Task details: The material below contains a line with "positive clicks: (60, 164) (59, 163)" and a line with "negative clicks: (261, 150) (252, 137)". Copy exactly those two lines and all lines between them.

Records for the task:
————————

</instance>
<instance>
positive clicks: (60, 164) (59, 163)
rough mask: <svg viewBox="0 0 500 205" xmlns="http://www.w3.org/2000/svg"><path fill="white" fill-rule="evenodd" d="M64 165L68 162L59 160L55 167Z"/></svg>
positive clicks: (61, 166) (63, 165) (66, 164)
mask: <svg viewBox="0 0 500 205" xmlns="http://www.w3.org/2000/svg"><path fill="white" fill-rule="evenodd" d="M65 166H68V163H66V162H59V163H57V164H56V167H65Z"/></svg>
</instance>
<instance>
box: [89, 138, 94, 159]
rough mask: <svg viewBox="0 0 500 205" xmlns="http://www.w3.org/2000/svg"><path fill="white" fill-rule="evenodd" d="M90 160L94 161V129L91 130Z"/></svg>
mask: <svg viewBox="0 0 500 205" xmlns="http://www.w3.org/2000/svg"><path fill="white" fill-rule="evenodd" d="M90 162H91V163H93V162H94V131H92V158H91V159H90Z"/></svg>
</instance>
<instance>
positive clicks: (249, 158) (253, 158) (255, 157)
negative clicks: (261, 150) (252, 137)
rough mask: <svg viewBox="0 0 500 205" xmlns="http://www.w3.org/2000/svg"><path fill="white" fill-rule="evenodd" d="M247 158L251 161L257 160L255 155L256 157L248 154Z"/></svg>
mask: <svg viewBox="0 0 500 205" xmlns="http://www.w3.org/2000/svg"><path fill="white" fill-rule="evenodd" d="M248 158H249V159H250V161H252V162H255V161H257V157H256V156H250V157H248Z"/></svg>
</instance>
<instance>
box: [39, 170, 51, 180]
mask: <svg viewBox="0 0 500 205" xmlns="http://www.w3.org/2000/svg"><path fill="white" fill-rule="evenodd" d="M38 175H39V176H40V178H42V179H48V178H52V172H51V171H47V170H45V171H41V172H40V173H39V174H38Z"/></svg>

————————

The completed task:
positive clicks: (60, 164) (59, 163)
rough mask: <svg viewBox="0 0 500 205" xmlns="http://www.w3.org/2000/svg"><path fill="white" fill-rule="evenodd" d="M64 165L68 162L59 160L55 167Z"/></svg>
positive clicks: (61, 166) (63, 165) (66, 164)
mask: <svg viewBox="0 0 500 205" xmlns="http://www.w3.org/2000/svg"><path fill="white" fill-rule="evenodd" d="M65 166H68V163H66V162H59V163H57V164H56V167H65Z"/></svg>
</instance>
<instance>
box: [89, 138, 94, 159]
rough mask: <svg viewBox="0 0 500 205" xmlns="http://www.w3.org/2000/svg"><path fill="white" fill-rule="evenodd" d="M90 160L94 161V129L91 130Z"/></svg>
mask: <svg viewBox="0 0 500 205" xmlns="http://www.w3.org/2000/svg"><path fill="white" fill-rule="evenodd" d="M90 162H91V163H93V162H94V131H92V158H91V159H90Z"/></svg>
</instance>
<instance>
positive clicks: (249, 158) (253, 158) (255, 157)
negative clicks: (261, 150) (252, 137)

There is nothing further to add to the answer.